→ **Document passage**
------------------------------------------------

Stack

Asana alternative

An Asana alternative built for teams under 25.

Momentum keeps the parts of Asana that small teams actually use — lists, boards, due dates, assignees, comments — and drops the enterprise scaffolding nobody asked for. Flat $20/month for the workspace, not per seat, and bundled with seven other Stack tools.

Why teams leave Asana

The UI is built for 200-person orgs.

Asana's tabbed interface — List, Board, Timeline, Calendar, Workflow, Dashboards, Messages, Files — is designed for cross-functional teams running parallel programs. For a 6-person team shipping one product, that interface is mostly noise. Every project view loads a sidebar of features you'll never use and a top bar of tabs you'll never click. New hires spend their first week figuring out which tab matters. Small teams don't need portfolios, workload balancing, and goal hierarchies — they need a list of what to do today and a board of what's in flight.

Per-seat pricing escalates fast.

------------------------------------------------

→ **Supplied records**
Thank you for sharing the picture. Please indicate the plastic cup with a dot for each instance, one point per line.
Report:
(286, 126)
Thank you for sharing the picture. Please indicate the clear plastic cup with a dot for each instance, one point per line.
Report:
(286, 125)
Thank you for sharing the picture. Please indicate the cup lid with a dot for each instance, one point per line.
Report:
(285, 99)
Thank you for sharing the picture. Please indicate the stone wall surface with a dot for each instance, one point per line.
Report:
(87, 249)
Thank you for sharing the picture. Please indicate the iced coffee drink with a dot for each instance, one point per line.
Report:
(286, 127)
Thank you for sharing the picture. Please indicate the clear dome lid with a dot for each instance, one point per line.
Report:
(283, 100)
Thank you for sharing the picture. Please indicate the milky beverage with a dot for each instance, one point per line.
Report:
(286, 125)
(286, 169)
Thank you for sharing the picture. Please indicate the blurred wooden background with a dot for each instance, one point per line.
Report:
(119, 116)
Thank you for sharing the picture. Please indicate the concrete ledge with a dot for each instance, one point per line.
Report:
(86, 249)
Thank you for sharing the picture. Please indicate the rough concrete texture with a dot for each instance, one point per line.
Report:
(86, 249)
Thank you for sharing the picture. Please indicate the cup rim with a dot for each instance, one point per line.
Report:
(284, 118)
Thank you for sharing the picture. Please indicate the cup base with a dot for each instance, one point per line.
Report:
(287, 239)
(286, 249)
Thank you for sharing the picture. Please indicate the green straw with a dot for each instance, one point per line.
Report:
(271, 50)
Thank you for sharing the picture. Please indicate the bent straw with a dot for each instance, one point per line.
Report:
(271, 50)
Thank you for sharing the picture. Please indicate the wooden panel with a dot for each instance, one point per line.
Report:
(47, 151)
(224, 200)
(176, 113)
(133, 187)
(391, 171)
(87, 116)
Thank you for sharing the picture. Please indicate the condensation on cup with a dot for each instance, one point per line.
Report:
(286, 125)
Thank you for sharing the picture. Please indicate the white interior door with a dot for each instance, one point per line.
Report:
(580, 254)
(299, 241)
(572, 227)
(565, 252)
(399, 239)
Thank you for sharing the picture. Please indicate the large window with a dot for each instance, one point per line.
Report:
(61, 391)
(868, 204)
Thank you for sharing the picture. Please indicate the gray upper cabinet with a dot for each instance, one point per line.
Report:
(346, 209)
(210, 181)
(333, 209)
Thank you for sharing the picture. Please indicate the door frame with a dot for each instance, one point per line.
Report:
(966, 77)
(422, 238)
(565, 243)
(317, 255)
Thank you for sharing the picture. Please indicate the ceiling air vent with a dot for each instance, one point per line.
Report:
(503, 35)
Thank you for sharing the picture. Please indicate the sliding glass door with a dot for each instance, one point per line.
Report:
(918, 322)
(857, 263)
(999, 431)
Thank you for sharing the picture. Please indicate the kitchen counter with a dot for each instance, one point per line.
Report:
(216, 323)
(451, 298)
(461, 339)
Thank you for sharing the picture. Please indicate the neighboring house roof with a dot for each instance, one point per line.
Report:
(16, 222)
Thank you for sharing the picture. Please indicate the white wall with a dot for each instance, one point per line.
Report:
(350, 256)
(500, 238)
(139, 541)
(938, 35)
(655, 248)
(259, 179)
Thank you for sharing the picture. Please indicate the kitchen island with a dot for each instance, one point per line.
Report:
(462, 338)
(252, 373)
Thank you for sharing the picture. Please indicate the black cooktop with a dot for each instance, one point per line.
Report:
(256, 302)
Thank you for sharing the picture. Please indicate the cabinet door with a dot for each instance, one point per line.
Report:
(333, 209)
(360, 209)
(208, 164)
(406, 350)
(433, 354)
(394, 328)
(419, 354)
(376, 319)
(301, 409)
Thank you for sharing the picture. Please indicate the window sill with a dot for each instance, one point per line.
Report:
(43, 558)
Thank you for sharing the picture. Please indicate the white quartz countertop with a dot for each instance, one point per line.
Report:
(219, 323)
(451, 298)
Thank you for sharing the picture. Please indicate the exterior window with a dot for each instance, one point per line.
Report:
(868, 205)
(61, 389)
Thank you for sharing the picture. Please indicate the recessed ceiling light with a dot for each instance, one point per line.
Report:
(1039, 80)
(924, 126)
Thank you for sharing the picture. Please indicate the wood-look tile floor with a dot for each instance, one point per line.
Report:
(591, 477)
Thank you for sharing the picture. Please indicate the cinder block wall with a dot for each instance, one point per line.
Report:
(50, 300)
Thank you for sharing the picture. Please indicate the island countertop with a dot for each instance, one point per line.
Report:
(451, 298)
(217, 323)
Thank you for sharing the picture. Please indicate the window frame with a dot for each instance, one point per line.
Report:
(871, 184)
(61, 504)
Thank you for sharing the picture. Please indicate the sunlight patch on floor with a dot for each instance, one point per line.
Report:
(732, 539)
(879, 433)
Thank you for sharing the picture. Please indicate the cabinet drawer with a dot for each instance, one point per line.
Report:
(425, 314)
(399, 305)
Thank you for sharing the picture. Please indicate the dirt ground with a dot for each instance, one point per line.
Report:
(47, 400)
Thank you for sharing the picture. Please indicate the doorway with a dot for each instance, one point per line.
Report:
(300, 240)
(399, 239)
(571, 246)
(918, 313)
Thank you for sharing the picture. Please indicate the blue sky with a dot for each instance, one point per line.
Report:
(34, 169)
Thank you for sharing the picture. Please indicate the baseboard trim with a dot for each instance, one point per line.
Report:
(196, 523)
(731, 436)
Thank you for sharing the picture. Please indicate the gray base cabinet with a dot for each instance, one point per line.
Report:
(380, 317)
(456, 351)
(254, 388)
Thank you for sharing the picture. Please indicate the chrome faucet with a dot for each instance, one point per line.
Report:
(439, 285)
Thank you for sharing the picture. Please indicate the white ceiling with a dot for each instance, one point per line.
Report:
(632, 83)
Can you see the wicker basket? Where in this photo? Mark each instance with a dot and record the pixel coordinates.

------------------------------------------------

→ **Given exercise 1**
Reproduce word for word the passage of the Asana alternative page from "The UI is built" to "pricing escalates fast.".
→ **Given exercise 2**
According to the Asana alternative page, how is Momentum priced?

→ **Complete answer 1**
The UI is built for 200-person orgs.

Asana's tabbed interface — List, Board, Timeline, Calendar, Workflow, Dashboards, Messages, Files — is designed for cross-functional teams running parallel programs. For a 6-person team shipping one product, that interface is mostly noise. Every project view loads a sidebar of features you'll never use and a top bar of tabs you'll never click. New hires spend their first week figuring out which tab matters. Small teams don't need portfolios, workload balancing, and goal hierarchies — they need a list of what to do today and a board of what's in flight.

Per-seat pricing escalates fast.

→ **Complete answer 2**
A flat $20 per month for the workspace, not per seat.